Keep the images out and copy every entry below exactly.

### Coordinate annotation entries
######
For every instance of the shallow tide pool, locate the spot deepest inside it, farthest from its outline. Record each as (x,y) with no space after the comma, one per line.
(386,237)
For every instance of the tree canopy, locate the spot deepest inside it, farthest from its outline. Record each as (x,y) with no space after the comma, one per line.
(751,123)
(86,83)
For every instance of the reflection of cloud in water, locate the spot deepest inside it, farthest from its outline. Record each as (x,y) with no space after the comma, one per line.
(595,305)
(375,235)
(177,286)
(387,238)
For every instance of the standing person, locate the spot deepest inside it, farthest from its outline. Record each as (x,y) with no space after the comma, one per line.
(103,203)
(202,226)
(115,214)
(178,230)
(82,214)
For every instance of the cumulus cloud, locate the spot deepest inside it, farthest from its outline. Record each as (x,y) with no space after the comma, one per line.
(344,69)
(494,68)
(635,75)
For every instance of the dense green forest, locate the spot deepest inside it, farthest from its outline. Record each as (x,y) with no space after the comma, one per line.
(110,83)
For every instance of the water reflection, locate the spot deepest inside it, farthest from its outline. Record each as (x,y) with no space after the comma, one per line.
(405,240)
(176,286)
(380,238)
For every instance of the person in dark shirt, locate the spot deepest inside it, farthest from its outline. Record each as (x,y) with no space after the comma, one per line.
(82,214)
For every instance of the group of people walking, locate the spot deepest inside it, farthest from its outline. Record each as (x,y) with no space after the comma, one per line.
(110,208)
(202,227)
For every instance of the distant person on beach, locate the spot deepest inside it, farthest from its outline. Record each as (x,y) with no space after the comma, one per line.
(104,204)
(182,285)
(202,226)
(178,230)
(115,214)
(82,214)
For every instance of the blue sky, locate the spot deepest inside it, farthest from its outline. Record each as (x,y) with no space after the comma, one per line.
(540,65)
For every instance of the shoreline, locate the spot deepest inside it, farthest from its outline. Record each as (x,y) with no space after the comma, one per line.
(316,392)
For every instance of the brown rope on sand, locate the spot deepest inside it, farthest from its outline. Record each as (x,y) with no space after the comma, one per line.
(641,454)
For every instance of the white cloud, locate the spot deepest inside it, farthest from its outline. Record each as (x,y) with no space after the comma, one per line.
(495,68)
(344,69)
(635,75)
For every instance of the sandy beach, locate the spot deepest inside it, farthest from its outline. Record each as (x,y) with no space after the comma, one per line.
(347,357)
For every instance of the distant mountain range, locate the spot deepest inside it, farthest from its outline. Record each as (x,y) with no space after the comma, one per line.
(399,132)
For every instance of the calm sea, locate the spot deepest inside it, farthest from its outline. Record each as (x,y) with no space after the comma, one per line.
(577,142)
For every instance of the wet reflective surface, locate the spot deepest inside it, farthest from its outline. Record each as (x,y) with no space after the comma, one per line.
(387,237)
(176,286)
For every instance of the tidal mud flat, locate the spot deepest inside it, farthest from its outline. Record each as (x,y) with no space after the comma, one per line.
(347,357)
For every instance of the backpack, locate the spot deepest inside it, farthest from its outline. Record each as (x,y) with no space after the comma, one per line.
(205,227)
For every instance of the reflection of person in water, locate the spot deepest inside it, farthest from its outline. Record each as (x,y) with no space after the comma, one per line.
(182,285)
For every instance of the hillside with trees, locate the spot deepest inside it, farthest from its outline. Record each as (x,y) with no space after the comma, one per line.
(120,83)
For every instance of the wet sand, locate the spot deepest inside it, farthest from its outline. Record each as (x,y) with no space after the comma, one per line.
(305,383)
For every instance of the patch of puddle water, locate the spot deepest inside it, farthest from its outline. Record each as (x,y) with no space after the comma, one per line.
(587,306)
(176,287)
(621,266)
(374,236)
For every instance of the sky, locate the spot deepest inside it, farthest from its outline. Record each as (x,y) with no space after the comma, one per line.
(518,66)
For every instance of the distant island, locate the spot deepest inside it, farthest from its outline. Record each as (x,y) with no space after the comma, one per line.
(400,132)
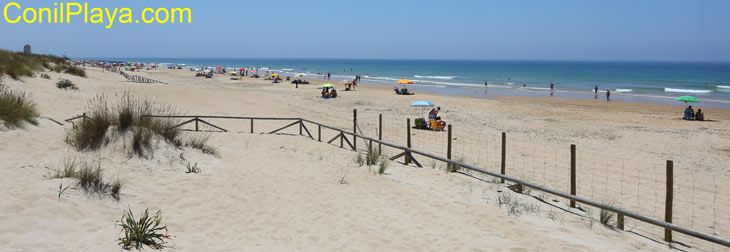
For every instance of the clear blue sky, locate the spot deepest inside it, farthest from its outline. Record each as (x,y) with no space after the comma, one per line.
(643,30)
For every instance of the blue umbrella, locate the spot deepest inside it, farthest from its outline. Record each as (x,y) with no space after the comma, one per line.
(422,105)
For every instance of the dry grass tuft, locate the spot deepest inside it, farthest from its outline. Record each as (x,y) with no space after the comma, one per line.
(148,230)
(16,108)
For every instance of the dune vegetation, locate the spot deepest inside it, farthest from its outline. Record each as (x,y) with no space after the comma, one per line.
(106,123)
(16,108)
(17,64)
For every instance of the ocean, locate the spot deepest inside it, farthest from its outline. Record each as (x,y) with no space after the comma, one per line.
(658,82)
######
### Finished exercise
For every instance of the shallow tide pool, locate the spot deepest inside it, farthest from its outline. Record each as (x,y) with no space after the comma, one per line.
(386,237)
For every instance of the tree canopy, locate the spot deepest inside it, farthest from its outline. Record each as (x,y) with no space after the comma, one per line.
(751,123)
(86,83)
For every instance of the reflection of cloud in water, locate the spot deepest inside it, farthest from its outline. Record each as (x,y) with no space after the comma, one per line.
(595,305)
(375,235)
(177,286)
(387,238)
For every instance of the standing person, locate the spot deepest inside it, farthest from its outline. Record each as (x,y) with no space after the comma, one per line.
(103,203)
(202,226)
(115,214)
(178,230)
(82,214)
For every instance of the cumulus cloud, locate the spot deepest inside it, farthest from its outline. Record each as (x,y) with no space after the comma, one per line.
(344,69)
(494,68)
(635,75)
For every instance of the dense green forest, locate the spot deepest inside it, farthest from its outline. Record each as (x,y) with no space after the comma, one per line.
(110,83)
For every instance of the water reflection, locate the spot deepest inside it, farthest from its outline. Record each as (x,y) with no space after the comma, one per line.
(405,240)
(176,286)
(380,238)
For every instance of the person in dark shirt, locate the spot deepest inside it, farthest from its outline. Record each as (x,y) with no space after the comma, one per line.
(82,214)
For every instance of the group of people walking, locate the spot deepest inside it, farthest from its outline. Record each as (x,y) with no space after the comma, one per line.
(110,208)
(202,227)
For every instance of the distant person on beach, locate the spot deepest inside it, farthest from its outline. Record each as (x,y) with no space after the comma, one per line.
(104,204)
(182,285)
(202,226)
(178,230)
(115,214)
(82,214)
For every instance of the blue sky, locate the spot deepest inside it, farthest from its outline. Record each as (x,y) with no space after the comma, one per line.
(540,65)
For every instance of the shoreline, locate the spot deepest inside it, farthest from its outline. Record each as (x,y) with no space after the comma, one per line.
(316,392)
For every instance of the brown rope on sand, locate the spot deepest inside it, farthest from its outline. Record each as (x,y) with no space after the comma, one per line.
(641,454)
For every instance of the white cloud, locate the spot deepest inside it, farthest from its outline. Record each as (x,y) with no space after the comma, one per line.
(495,68)
(344,69)
(635,75)
For every instance of the sandy beach, locate the spot deepest inside it, farthest from its outline. Record each as (x,y) with no space after the comma, one per line.
(347,357)
For every instance of the distant mountain range, locate the spot deepest inside it, farthest from its outline. Record each as (x,y) with no space after the comma, one per line.
(399,132)
For every instance of the calm sea, locate the spot deepest inside it, farthest from its outline. Record each as (x,y) with no space after the comma, one per line.
(577,142)
For every instance of the wet reflective surface, locate the spot deepest inside it, farthest from its outline. Record each as (x,y) with no space after the comma, one per line.
(387,237)
(176,286)
For every instance of the tidal mud flat, locate the spot deepest inside it, farthest from its outline. Record each as (x,y) with no space after the comma, one per line.
(347,357)
For every instance of the backpack, locate the spot deepest inside it, farthest from its outline. Record each as (x,y) with no space after the comma, one per line.
(205,227)
For every instance of the reflection of person in water, locate the spot deepest inside it, farthest from its outline. Record each as (x,y) with no space after the comma, one per line.
(182,285)
For every instance of the hillside with trees, locate the spot deepest inside it, farthest from its outline. Record each as (x,y) with no space after the comma, one per line.
(120,83)
For every instance of the wet sand, locate the spot deepest inside it, farthest from its outline. Record each as (x,y) with no space after the comma, one per line.
(305,383)
For every instance of the patch of puddle water, locate the spot deepest inside it, farthest from its outline. Record each as (x,y) with no space after the comma, one per line.
(587,306)
(176,287)
(621,266)
(374,236)
For every instance of the sky, locate the spot deepest inside it, farthest from its outline. Record each as (x,y) with no space after the comma, one per line.
(518,66)
For every instance of the distant island, locate the spot deepest inside it, farthest from its outline. Record each as (x,y) with no space after the comma, one per line.
(400,132)
For every instance of the clear blue sky, locate the spot deepest inside it, farthest from its outline. Record each as (x,y) with no space after the comma, one per line.
(643,30)
For every instance of the blue umbrella, locate the spot deepest inside it, farthest from its outline. Record each as (x,y) with no space after the comma, one per line.
(422,105)
For every instance of the dry grass tuft, locate the spot deepest inside it, farthest from its outline. Record each as (x,y) with no space after the comma, one per line.
(148,230)
(16,108)
For every instance of the dune vegetation, locate the spot deepest inside it, farthest from its outline. Record each as (x,y) with no space after the comma, one per line.
(106,123)
(16,108)
(17,64)
For every instance of the ocean, locate the spot deepest inside it, farthest from its outline. Record each as (x,y) with no space after the comma, one per line.
(658,82)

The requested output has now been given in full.